• Vorgegebener Textauszug
Soweit die Strafkammer die Erfolgswahrscheinlichkeit höheren Grades (vgl. BR-Drucks. 687/22 S.79; BGH, Beschlüsse vom 9. Juli 2024 – 6 StR 266/24, Rn. 5; vom 12. März 2024 – 4 StR 59/24, Rn. 6) maßgeblich darauf gestützt hat, dass der Angeklagte auch in beruflicher Hinsicht in einen stabilen Empfangsraum entlassen werden könne, bleibt offen, worin dieser liegen soll, zumal der Angeklagte weder einen Schul- noch einen Berufsabschluss hat und er seine letzte Anstellung wegen des Konsums von Marihuana während der Arbeitszeit verlor.

• Aufgabenstellung
1. Beantworten Sie anhand des Textauszugs zur Strafkammer:
(a) Worauf hat die Strafkammer die Erfolgswahrscheinlichkeit höheren Grades maßgeblich gestützt?
(b) Welche Abschlüsse hat der Angeklagte nicht?
(c) Weshalb verlor der Angeklagte seine letzte Anstellung?
2. Geben Sie aus dem Textauszug zur Strafkammer den Abschnitt wörtlich wieder, der mit den Worten „Soweit die Strafkammer“ beginnt und mit „der Arbeitszeit verlor.“ endet.
3. Führen Sie den Textauszug zur Strafkammer und zum Angeklagten im Anschluss an seinen letzten Satz weiter.

• Datenübersicht
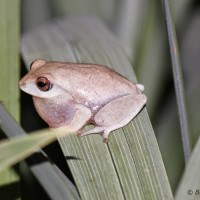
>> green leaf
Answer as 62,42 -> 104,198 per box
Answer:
22,17 -> 173,200
175,138 -> 200,200
0,130 -> 56,171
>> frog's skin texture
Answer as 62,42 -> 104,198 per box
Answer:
19,60 -> 147,142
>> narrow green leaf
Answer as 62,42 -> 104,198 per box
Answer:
0,103 -> 80,200
175,138 -> 200,200
22,17 -> 173,200
0,130 -> 56,171
162,0 -> 190,162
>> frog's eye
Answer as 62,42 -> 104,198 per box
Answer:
36,76 -> 53,92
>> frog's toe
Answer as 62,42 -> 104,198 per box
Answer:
77,126 -> 104,137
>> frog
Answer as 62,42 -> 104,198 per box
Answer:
19,59 -> 147,143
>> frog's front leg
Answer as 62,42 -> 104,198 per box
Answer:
53,104 -> 92,133
81,94 -> 147,142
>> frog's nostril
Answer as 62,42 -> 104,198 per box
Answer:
19,81 -> 26,88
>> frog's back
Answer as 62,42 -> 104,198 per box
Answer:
58,63 -> 137,103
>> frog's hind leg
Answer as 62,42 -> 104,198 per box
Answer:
90,94 -> 147,142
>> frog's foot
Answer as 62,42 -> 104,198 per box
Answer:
77,126 -> 111,143
94,94 -> 147,142
77,126 -> 104,137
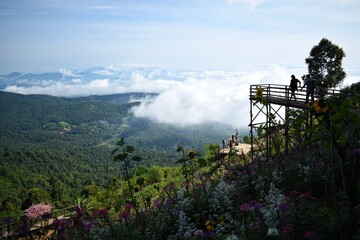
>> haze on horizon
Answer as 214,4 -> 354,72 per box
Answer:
0,0 -> 360,126
0,0 -> 360,73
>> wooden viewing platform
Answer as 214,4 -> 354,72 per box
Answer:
249,84 -> 347,160
249,84 -> 341,109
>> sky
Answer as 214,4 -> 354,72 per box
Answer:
0,0 -> 360,128
0,0 -> 360,72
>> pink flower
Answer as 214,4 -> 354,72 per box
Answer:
95,208 -> 109,217
304,231 -> 315,239
300,192 -> 312,199
25,203 -> 52,219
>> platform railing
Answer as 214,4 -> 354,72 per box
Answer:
250,84 -> 341,102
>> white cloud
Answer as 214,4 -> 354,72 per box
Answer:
4,65 -> 360,128
59,68 -> 81,77
133,63 -> 300,127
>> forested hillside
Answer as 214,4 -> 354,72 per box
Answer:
0,92 -> 236,216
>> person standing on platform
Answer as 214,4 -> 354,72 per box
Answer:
290,75 -> 301,101
301,74 -> 316,103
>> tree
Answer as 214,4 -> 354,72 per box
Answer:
305,38 -> 346,88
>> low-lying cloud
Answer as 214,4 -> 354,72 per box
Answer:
4,65 -> 360,128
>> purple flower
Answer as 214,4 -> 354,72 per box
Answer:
278,202 -> 289,211
184,231 -> 191,239
300,192 -> 312,199
240,203 -> 250,212
166,197 -> 173,205
3,217 -> 15,224
84,222 -> 94,231
249,200 -> 262,210
95,208 -> 109,217
281,225 -> 294,234
154,198 -> 161,208
304,231 -> 315,239
171,209 -> 179,217
25,203 -> 52,219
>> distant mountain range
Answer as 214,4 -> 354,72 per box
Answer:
0,66 -> 186,90
0,90 -> 242,216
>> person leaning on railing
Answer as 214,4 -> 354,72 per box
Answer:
290,75 -> 301,101
301,74 -> 316,103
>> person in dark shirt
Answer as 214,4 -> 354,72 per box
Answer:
290,75 -> 301,100
301,74 -> 316,103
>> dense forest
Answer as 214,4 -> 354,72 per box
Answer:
0,92 -> 236,216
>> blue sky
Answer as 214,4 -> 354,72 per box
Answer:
0,0 -> 360,72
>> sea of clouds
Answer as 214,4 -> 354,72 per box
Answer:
0,65 -> 360,128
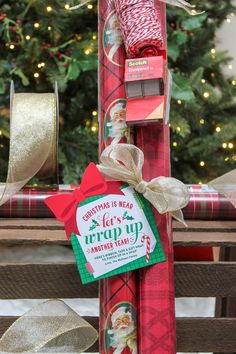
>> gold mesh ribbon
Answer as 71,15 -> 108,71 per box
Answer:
209,169 -> 236,208
0,85 -> 58,205
0,300 -> 98,354
97,144 -> 189,226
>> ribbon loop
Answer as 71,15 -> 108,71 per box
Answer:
97,144 -> 189,226
135,181 -> 148,194
73,188 -> 85,203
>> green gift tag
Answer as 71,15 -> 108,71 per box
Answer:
71,182 -> 165,284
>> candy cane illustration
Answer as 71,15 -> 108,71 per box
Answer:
141,235 -> 150,263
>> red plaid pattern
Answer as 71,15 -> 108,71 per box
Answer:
99,0 -> 137,354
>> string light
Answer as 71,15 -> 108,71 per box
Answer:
203,92 -> 210,98
38,62 -> 45,69
84,48 -> 92,55
91,125 -> 98,133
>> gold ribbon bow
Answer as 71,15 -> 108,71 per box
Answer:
209,169 -> 236,208
0,300 -> 98,354
97,144 -> 189,226
0,84 -> 58,205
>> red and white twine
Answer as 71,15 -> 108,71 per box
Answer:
141,235 -> 151,263
114,0 -> 163,58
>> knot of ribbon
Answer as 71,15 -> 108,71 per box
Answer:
97,144 -> 190,226
45,163 -> 107,223
0,299 -> 98,354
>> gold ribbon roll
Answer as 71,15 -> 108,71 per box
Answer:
0,84 -> 58,205
0,299 -> 98,354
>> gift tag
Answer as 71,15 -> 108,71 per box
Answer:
71,182 -> 165,284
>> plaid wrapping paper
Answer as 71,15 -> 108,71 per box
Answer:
0,184 -> 236,220
98,0 -> 137,354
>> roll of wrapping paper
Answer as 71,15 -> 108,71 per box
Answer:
136,125 -> 176,354
99,0 -> 137,354
136,1 -> 176,354
0,184 -> 236,220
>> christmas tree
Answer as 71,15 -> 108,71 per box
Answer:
0,0 -> 236,183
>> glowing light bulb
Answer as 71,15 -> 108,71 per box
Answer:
203,92 -> 210,98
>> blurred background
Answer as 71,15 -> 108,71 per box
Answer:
0,0 -> 236,184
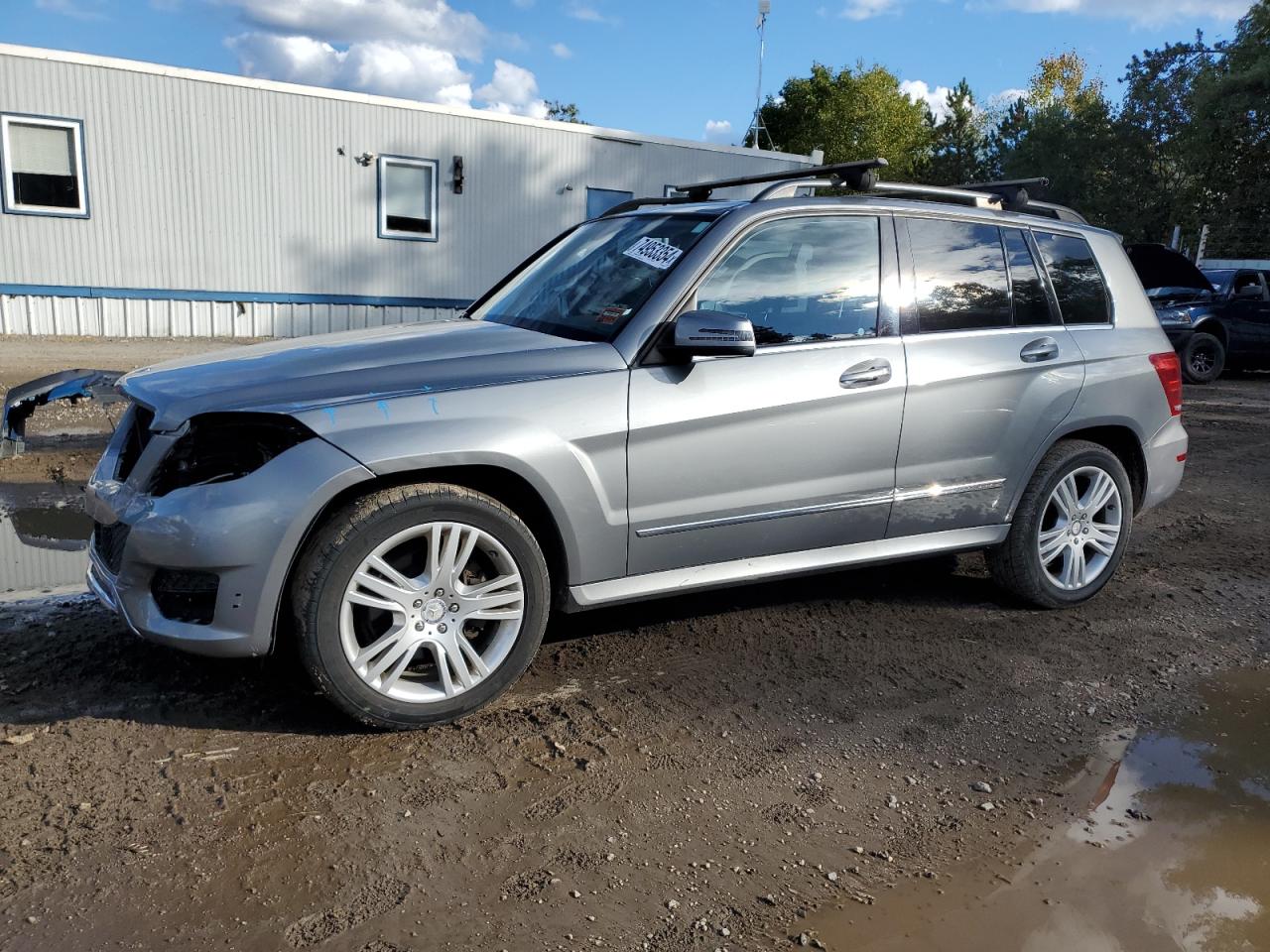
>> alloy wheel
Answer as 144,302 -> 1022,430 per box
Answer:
339,522 -> 525,704
1036,466 -> 1124,591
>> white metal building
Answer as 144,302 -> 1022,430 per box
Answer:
0,45 -> 811,336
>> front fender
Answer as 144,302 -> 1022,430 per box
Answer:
296,368 -> 629,585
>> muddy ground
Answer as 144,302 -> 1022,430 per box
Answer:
0,340 -> 1270,952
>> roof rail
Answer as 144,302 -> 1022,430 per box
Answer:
599,159 -> 1088,225
675,159 -> 888,202
870,181 -> 1002,212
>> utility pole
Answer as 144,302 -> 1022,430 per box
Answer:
745,0 -> 776,149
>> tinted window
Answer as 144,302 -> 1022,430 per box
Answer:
1033,231 -> 1111,323
471,214 -> 713,340
908,218 -> 1011,334
698,216 -> 880,346
586,187 -> 635,219
1001,228 -> 1054,327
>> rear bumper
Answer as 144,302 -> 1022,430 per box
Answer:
86,439 -> 371,657
1138,416 -> 1190,512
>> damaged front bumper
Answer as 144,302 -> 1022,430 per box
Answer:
86,408 -> 372,656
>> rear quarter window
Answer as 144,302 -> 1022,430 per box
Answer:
1033,231 -> 1111,325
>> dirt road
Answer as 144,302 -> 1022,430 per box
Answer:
0,342 -> 1270,952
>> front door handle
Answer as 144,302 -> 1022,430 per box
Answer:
838,358 -> 890,390
1019,337 -> 1058,363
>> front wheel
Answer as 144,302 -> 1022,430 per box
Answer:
987,439 -> 1133,608
292,484 -> 552,729
1181,331 -> 1225,384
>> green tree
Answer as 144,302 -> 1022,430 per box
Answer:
990,52 -> 1124,228
546,99 -> 584,123
924,78 -> 988,185
1184,0 -> 1270,258
747,63 -> 931,180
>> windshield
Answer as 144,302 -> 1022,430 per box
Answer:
471,214 -> 715,340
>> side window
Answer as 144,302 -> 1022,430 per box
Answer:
698,216 -> 881,346
908,218 -> 1012,334
1001,228 -> 1054,327
1033,231 -> 1111,323
586,187 -> 635,221
0,115 -> 87,218
380,155 -> 437,241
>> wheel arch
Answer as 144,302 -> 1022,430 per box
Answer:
1008,417 -> 1148,522
279,463 -> 581,650
1195,314 -> 1230,350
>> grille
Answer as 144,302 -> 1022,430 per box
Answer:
92,522 -> 132,575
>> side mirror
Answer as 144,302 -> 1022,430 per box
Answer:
663,311 -> 754,361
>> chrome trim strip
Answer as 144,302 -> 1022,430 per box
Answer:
894,477 -> 1006,503
569,525 -> 1010,608
635,493 -> 892,538
635,479 -> 1006,538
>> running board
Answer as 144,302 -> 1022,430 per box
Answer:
569,526 -> 1010,609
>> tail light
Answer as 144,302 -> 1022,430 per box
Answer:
1151,350 -> 1183,416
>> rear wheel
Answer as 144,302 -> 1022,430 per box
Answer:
987,439 -> 1133,608
1181,331 -> 1225,384
294,484 -> 550,729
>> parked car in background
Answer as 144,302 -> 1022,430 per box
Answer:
1128,245 -> 1270,384
87,162 -> 1188,727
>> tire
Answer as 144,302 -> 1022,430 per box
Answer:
292,484 -> 552,730
1181,331 -> 1225,384
987,439 -> 1133,608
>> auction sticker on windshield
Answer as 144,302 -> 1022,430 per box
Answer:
622,237 -> 684,271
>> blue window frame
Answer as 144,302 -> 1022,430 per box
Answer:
378,155 -> 439,241
586,186 -> 635,221
0,113 -> 89,218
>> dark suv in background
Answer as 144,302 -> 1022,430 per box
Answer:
1128,245 -> 1270,384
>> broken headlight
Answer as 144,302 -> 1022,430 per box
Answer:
150,413 -> 314,496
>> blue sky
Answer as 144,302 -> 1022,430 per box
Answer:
0,0 -> 1250,142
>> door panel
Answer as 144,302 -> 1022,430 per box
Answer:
629,337 -> 907,575
886,326 -> 1084,536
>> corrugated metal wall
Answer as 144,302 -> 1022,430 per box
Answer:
0,47 -> 807,334
0,295 -> 459,337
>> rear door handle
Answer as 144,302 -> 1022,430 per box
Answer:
838,358 -> 890,390
1019,337 -> 1058,363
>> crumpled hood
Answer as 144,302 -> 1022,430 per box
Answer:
119,320 -> 625,431
1125,245 -> 1212,298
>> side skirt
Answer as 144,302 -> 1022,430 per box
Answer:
567,526 -> 1010,611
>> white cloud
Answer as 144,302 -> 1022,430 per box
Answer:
899,80 -> 952,119
230,33 -> 472,105
701,119 -> 731,145
476,60 -> 548,119
228,0 -> 489,60
222,0 -> 546,117
969,0 -> 1250,26
838,0 -> 901,20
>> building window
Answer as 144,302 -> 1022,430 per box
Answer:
380,155 -> 437,241
586,187 -> 635,221
0,114 -> 87,218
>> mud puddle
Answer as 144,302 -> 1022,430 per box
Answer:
802,670 -> 1270,952
0,503 -> 92,600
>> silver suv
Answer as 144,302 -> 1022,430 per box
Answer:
87,160 -> 1187,727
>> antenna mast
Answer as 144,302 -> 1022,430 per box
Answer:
745,0 -> 776,150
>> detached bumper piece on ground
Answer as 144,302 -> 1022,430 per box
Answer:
0,371 -> 123,459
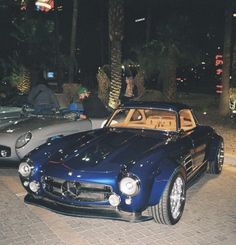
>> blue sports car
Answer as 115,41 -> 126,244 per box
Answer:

• Lösungen
1.
(a) Darauf, dass der Angeklagte auch in beruflicher Hinsicht in einen stabilen Empfangsraum entlassen werden könne.
(b) Er hat weder einen Schul- noch einen Berufsabschluss.
(c) Wegen des Konsums von Marihuana während der Arbeitszeit.

2.
Soweit die Strafkammer die Erfolgswahrscheinlichkeit höheren Grades (vgl. BR-Drucks. 687/22 S.79; BGH, Beschlüsse vom 9. Juli 2024 – 6 StR 266/24, Rn. 5; vom 12. März 2024 – 4 StR 59/24, Rn. 6) maßgeblich darauf gestützt hat, dass der Angeklagte auch in beruflicher Hinsicht in einen stabilen Empfangsraum entlassen werden könne, bleibt offen, worin dieser liegen soll, zumal der Angeklagte weder einen Schul- noch einen Berufsabschluss hat und er seine letzte Anstellung wegen des Konsums von Marihuana während der Arbeitszeit verlor.

3.
4. Die Aufhebung der Maßregel zieht die Aufhebung der Anordnung des Vorwegvollzugs nach sich. Die Sache bedarf daher im Umfang der Aufhebung – wiederum unter Heranziehung eines Sachverständigen (§ 246a StPO) – neuer Verhandlung und Entscheidung. Der Senat hebt die zugehörigen Feststellungen auf, um dem neuen Tatgericht eigene, widerspruchsfreie Feststellungen zu ermöglichen (§ 353 Abs. 2 StPO).
Bartel Arnoldi Fritsche von Schmettau Dietsch Vorinstanz: Landgericht Hannover, 22.01.2025 - 34 KLs 3632 Js 11948/24 (8/24)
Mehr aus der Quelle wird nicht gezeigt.